▶ **TASK INPUTS**:
%%

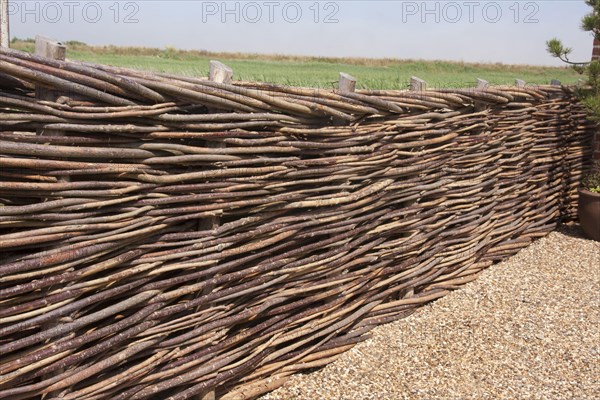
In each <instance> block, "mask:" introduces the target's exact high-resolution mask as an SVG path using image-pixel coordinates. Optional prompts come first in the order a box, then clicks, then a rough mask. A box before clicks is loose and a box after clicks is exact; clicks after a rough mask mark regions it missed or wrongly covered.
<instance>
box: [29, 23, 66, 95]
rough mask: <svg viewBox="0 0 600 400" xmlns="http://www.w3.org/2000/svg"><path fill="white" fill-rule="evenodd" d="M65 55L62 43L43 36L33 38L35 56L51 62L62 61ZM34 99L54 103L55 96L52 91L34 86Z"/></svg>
mask: <svg viewBox="0 0 600 400" xmlns="http://www.w3.org/2000/svg"><path fill="white" fill-rule="evenodd" d="M66 54H67V48H66V46H64V45H63V44H62V43H60V42H57V41H56V40H52V39H50V38H47V37H45V36H40V35H38V36H36V37H35V55H36V56H40V57H46V58H51V59H53V60H60V61H64V60H65V56H66ZM35 97H36V98H37V99H39V100H46V101H56V99H57V97H58V96H57V94H56V92H54V91H53V90H49V89H46V88H44V87H41V86H36V88H35Z"/></svg>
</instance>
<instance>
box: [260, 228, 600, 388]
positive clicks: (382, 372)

%%

▶ **WHAT TO WORK ON**: Only the lines from the one containing "box: [29, 23, 66, 95]" through the final line of the data belong in the answer, repeated exactly.

▶ **SOLVED EXERCISE**:
box: [29, 23, 66, 95]
rough mask: <svg viewBox="0 0 600 400" xmlns="http://www.w3.org/2000/svg"><path fill="white" fill-rule="evenodd" d="M65 55L62 43L43 36L33 38L35 56L51 62L62 61ZM34 99L54 103L55 96L52 91L34 86Z"/></svg>
mask: <svg viewBox="0 0 600 400" xmlns="http://www.w3.org/2000/svg"><path fill="white" fill-rule="evenodd" d="M66 54H67V48H66V46H64V45H63V44H62V43H60V42H57V41H56V40H52V39H50V38H47V37H45V36H40V35H38V36H36V37H35V55H36V56H40V57H46V58H51V59H53V60H60V61H64V60H65V56H66ZM35 97H36V98H37V99H39V100H46V101H56V99H57V97H58V96H57V94H56V92H54V91H53V90H49V89H46V88H44V87H41V86H36V88H35Z"/></svg>
</instance>
<instance>
box: [260, 228, 600, 388]
positive clicks: (382, 372)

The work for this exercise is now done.